TEXTAUSZUG:
#####

Traurige Festtage für Singles? Nö!So wird Einsamkeit zum Fremdwort
Köln – Die betagte Anruferin erzählt und erzählt. Über ihre Kindheit in Litauen. Vertreibung. Hunger. Angst. Bei Christina Herbert stößt sie – anders als beim Nachwuchs („Ach komm, Lisbeth, das haben wir doch schon zig Mal gehört“) – auf offene Ohren.
Christina arbeitet ehrenamtlich fürs Plaudertelefon. Doch das ist nicht das einzige Projekt, das die Kölnerin in Corona-Zeiten angeht. „Einsamkeit kenne ich nicht“, sagt die 65-Jährige. Sie ist das beste Beispiel, wie man als alleinlebende Rentnerin diese schwere Zeit gut übersteht.
Einsam an Weihnachten – Das geht dieses Jahr vielen so
Viele ältere Singles hadern in diesen Tagen mit ihrem Schicksal. Ständig allein zu Haus, keiner kommt vorbei, nicht einmal zu Weihnachten. „Klar, könnte ich wie so viele auch nur klagen“, sagt Christina Herbert. „Ich habe Rheuma und Bluthochdruck, hatte letztes Jahr nach einer Sepsis eine Nahtoderfahrung, bin 65, Single und verlasse in dieser Zeit nur selten meine Wohnung.“
Mit Schwung wirft sie ihre rote Mähne nach hinten und lacht: „Aber ich sehe es mal so: Ich lebe. Ich habe plötzlich begriffen, wie begrenzt die Zeit doch ist und habe mir gesagt »Da musst du doch was Gutes tun für dich – und für die anderen«.“
Virtuelles Dialog-Café gegen die Einsamkeit
Christina ist überzeugter Single. „Ich habe 44 Jahre in der Krankenpflege gearbeitet, jetzt habe ich keine Lust mehr, einen Mann zu pflegen“, grinst sie. Doch das Helfer-Syndrom liegt ihr nun mal in den Genen. Im Seniorenzentrum Köln-Riehl hat Christina, die leidenschaftlich gern singt und sogar Unterricht nimmt, schon vor einiger Zeit das Singen für Senioren ins Leben gerufen.
Geht nicht mehr – wegen Corona. Aber ist das wirklich ein Hindernis? Natürlich nicht. Zufällig hörte sie vom virtuellen Dialog-Café für Senioren, das Telekom-Botschafter Sebastian Arens ins Leben gerufen hat (wer per Zoom zugeschaltet werden will, kann sich unter virtuellesdialogcafe@magenta.de ab 3. Januar melden, jetzt geht’s in die Weihnachtspause).
Virtuelle Mitsingkonzerte nutzen
Im Januar gibt’s Kurse wie „Später Mausklick – digital“, Kulturgruppen oder eben auch gemeinsames Singen mit Christina. „Ach, über den Gesang erreicht man so viel“, schwärmt das kölsche Vollweib. Das erlebte sie erst kürzlich wieder am Plaudertelefon. Da habe sie mit einer alten Frau einfach mal „Hoch auf dem gelben Wagen“ geschmettert – herrlich!

#####

INHALT DES DATENSATZES:
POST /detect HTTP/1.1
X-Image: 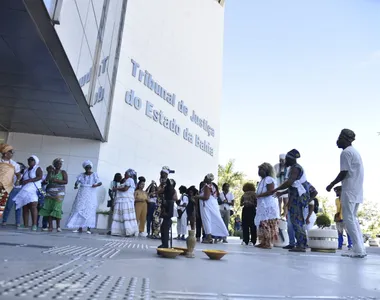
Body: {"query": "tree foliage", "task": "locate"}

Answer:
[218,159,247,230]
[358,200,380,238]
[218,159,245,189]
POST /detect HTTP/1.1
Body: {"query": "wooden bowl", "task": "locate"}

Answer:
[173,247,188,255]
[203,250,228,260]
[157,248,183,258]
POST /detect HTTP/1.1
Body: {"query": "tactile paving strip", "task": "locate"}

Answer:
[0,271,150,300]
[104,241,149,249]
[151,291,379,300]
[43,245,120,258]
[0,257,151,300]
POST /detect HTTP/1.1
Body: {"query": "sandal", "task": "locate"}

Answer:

#####

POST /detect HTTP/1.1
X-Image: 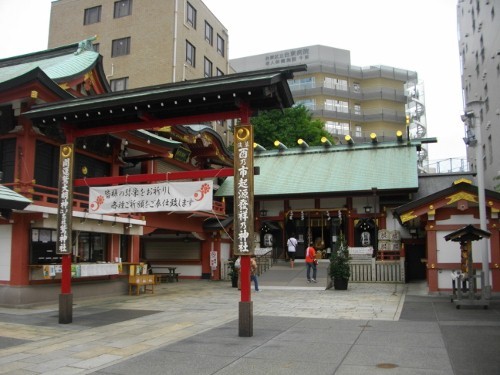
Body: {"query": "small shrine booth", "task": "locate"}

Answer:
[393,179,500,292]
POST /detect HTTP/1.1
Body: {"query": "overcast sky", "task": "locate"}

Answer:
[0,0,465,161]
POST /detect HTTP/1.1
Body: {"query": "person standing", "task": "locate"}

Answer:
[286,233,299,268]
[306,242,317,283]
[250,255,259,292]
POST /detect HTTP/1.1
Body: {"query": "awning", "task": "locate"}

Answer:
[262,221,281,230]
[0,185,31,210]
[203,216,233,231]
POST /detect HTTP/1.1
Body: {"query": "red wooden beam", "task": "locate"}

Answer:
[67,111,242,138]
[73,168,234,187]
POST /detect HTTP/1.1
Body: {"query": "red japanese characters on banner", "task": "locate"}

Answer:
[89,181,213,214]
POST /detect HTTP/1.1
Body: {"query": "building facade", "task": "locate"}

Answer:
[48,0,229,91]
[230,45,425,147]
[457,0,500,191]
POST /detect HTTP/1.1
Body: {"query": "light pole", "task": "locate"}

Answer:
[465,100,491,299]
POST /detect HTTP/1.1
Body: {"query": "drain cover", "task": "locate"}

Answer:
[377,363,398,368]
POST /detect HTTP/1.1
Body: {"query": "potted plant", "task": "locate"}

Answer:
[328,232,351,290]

#####

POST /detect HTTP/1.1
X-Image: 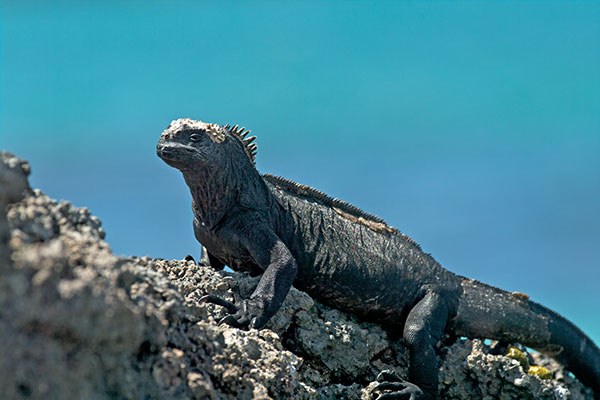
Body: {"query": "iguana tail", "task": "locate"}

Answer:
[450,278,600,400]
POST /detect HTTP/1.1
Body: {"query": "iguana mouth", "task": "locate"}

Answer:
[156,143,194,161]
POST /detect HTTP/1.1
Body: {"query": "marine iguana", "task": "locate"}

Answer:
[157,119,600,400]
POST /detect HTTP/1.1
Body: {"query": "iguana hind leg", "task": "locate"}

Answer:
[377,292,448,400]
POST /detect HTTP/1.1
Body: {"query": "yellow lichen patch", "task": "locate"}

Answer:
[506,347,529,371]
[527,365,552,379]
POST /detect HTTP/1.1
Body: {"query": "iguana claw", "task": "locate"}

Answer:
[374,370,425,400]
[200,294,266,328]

#####

ZIEL DER ÜBUNG: Erkläre in ein bis drei Sätzen, warum Christina Herbert laut dem Text über ihren Einsatz gegen Einsamkeit überzeugter Single ist. Die Einträge braucht man für die Bearbeitung nicht.

ERGEBNIS DER ÜBUNG: Sie hat 44 Jahre in der Krankenpflege gearbeitet und hat jetzt keine Lust mehr, einen Mann zu pflegen.